Pick out every line below that contains the word "mirror", and copy each one in full.

-- begin Dataset extract --

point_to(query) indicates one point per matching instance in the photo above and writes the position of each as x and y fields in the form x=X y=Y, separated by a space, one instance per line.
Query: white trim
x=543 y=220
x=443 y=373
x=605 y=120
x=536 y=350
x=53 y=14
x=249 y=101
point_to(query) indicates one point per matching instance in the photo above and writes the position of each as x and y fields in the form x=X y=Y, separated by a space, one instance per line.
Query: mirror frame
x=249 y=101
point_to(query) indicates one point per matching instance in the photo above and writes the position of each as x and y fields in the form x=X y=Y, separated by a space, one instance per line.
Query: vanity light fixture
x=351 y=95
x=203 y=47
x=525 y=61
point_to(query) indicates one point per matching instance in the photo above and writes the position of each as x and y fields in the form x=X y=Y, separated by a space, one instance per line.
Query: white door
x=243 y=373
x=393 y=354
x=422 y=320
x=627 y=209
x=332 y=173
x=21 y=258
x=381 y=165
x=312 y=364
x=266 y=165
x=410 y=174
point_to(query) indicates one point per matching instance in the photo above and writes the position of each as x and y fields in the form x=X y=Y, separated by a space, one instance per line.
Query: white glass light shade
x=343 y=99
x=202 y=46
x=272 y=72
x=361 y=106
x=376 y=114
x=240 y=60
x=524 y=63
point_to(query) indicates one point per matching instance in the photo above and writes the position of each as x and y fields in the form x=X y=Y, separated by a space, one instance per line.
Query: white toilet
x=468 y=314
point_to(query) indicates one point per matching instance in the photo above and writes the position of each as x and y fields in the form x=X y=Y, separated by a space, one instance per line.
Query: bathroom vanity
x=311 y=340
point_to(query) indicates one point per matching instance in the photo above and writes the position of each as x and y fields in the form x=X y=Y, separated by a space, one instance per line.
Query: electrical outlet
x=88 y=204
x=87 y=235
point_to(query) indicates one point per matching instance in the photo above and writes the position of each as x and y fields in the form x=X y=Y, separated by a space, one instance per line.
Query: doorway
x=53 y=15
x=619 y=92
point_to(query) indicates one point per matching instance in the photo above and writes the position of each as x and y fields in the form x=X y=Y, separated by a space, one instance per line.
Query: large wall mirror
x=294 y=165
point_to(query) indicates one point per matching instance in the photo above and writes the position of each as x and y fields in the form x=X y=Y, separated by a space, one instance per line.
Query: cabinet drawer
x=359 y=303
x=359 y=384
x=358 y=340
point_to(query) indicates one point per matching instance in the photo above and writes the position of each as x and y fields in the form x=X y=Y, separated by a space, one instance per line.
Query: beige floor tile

-- end Dataset extract --
-- begin Dataset extract --

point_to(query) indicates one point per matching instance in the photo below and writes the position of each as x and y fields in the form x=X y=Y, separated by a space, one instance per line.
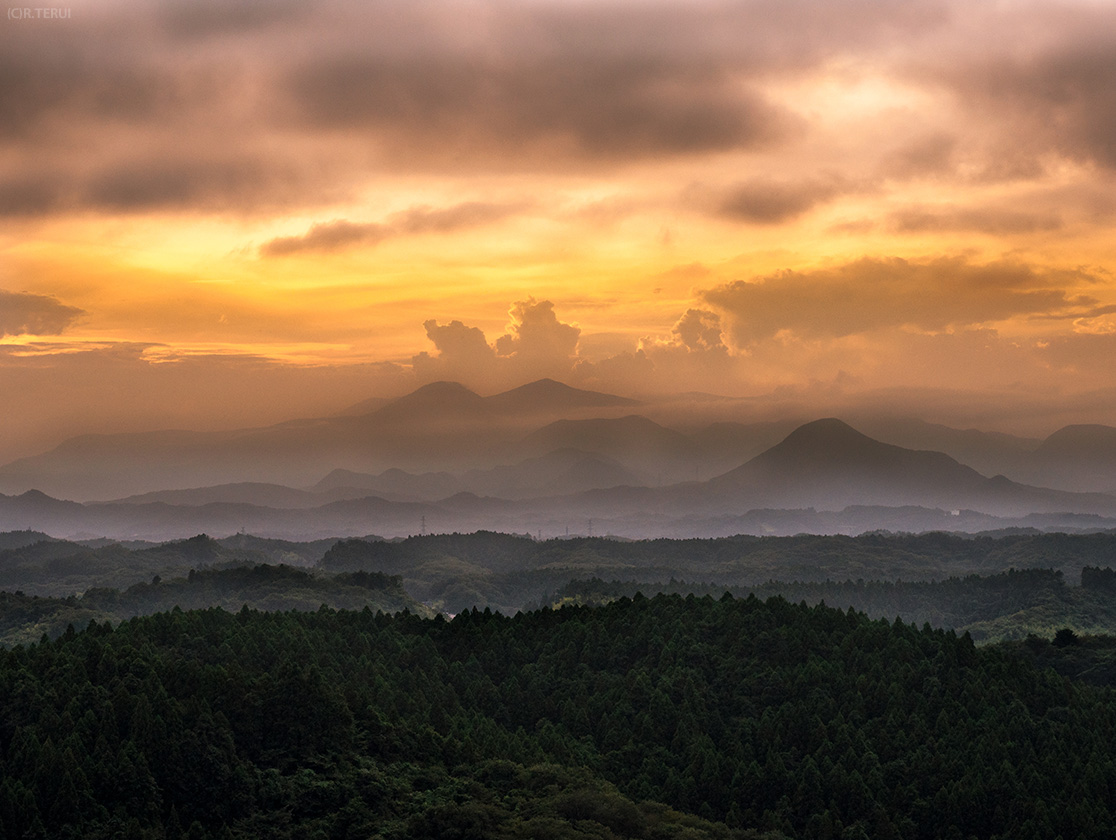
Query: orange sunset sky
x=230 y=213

-- end Dataset extract --
-- begin Dataset extract --

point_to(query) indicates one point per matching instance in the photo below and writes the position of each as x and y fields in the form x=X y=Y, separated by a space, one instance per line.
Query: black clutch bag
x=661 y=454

-- end Dataset extract --

• _The solution_:
Query: mirror frame
Query: large wall mirror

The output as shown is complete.